REQUEST: Copy out everything from the line containing "Please place a point on the cumulus" down to the end of the items below, keeping each line unchanged.

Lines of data
━━━━━━━━━━
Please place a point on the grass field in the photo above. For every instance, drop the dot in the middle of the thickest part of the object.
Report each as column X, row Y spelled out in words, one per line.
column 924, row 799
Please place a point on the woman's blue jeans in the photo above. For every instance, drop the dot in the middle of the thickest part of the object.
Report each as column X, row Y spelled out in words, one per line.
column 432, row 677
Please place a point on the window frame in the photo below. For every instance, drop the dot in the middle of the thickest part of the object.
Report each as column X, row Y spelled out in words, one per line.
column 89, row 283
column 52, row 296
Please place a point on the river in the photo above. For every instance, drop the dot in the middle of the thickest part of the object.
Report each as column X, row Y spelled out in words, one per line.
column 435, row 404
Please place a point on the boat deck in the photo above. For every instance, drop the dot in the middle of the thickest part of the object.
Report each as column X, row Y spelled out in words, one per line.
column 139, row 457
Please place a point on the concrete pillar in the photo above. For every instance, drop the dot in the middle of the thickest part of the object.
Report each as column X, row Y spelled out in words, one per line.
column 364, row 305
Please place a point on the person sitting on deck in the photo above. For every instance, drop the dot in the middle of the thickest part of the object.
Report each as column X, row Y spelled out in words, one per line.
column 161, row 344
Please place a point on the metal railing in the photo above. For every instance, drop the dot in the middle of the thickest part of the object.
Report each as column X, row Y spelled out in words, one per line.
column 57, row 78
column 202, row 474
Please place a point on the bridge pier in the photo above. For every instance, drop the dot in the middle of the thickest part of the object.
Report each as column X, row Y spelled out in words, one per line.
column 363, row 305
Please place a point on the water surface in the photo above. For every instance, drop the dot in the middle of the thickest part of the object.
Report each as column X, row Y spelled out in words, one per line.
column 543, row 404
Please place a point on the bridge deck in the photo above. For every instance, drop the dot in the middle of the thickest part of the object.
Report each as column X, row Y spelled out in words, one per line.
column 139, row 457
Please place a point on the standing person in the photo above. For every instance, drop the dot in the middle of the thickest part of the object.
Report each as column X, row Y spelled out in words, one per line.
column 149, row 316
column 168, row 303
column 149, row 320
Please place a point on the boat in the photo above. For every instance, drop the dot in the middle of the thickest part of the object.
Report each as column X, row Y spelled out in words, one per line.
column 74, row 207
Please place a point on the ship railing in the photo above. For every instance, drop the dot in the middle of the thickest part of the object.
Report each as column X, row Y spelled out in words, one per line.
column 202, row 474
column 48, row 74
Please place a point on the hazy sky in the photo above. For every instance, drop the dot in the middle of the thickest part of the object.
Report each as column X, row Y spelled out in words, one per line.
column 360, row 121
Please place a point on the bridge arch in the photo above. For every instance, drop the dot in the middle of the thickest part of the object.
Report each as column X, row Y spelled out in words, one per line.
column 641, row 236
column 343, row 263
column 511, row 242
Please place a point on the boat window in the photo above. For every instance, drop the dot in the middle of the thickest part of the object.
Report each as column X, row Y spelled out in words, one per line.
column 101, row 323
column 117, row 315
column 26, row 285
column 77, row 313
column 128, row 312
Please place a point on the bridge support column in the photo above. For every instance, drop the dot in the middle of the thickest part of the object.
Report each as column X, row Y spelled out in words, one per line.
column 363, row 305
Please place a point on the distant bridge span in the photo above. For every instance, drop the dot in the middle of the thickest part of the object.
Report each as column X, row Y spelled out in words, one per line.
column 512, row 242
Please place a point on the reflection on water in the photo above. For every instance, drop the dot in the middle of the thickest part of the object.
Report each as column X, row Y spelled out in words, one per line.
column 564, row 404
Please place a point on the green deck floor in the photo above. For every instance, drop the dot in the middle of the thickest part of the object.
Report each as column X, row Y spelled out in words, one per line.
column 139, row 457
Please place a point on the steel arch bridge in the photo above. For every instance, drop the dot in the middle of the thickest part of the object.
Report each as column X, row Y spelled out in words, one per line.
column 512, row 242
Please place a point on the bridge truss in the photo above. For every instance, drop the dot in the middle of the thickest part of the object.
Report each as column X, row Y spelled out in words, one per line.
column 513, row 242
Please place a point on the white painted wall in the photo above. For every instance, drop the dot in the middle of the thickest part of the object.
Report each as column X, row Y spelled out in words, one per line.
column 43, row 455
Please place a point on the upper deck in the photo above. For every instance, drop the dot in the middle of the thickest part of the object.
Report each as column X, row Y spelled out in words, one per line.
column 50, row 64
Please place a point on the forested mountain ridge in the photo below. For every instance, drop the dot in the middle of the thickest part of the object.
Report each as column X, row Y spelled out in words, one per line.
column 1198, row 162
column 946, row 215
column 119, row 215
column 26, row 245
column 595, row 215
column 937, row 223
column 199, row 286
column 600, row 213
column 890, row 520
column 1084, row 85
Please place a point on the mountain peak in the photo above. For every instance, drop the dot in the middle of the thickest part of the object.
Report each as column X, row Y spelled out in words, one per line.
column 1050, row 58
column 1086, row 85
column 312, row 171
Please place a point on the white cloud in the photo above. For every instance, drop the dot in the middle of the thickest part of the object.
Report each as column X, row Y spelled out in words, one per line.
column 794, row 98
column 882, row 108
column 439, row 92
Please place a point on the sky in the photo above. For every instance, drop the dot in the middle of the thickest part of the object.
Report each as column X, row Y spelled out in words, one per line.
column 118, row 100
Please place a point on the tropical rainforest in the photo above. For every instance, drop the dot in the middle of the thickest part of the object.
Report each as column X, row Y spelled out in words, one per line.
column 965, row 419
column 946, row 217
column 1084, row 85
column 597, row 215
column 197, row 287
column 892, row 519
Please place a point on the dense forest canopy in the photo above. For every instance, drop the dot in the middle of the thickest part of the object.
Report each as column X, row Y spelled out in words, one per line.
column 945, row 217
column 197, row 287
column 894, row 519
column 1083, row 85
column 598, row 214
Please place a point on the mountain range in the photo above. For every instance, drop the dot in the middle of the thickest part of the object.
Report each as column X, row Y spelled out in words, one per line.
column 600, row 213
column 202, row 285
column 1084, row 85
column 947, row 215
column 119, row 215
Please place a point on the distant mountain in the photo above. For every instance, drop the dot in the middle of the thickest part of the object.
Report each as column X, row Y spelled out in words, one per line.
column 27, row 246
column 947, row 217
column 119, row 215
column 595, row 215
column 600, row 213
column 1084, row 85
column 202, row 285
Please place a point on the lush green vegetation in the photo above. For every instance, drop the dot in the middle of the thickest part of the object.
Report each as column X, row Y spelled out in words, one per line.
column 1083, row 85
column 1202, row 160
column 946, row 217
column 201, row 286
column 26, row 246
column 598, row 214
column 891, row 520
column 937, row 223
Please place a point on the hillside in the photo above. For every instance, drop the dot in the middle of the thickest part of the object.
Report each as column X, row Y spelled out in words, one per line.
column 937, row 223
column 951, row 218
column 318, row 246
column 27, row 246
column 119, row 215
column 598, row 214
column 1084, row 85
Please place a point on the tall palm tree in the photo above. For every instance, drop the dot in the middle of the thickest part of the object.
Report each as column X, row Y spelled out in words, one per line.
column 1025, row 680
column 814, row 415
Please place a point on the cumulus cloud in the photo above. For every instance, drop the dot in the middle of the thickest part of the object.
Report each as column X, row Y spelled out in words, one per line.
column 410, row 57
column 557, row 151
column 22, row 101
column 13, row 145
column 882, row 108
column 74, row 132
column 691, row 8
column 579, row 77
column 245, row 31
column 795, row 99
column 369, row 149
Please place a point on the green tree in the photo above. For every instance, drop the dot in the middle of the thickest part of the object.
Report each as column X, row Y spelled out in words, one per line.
━━━━━━━━━━
FULL SOLUTION:
Please place a point on the cumulus cloud in the photo above. For every instance, drop the dot in the middle of the thickest part of the object.
Report each as column X, row Y spelled out in words, one per line.
column 410, row 57
column 557, row 151
column 22, row 101
column 13, row 145
column 882, row 108
column 74, row 132
column 691, row 8
column 579, row 77
column 245, row 31
column 795, row 99
column 369, row 149
Please place a point on the green tree in the photo above. For every instance, drop the dot in the middle of the thickest part of the object.
Report each as column X, row Y spelled out in words, one per line.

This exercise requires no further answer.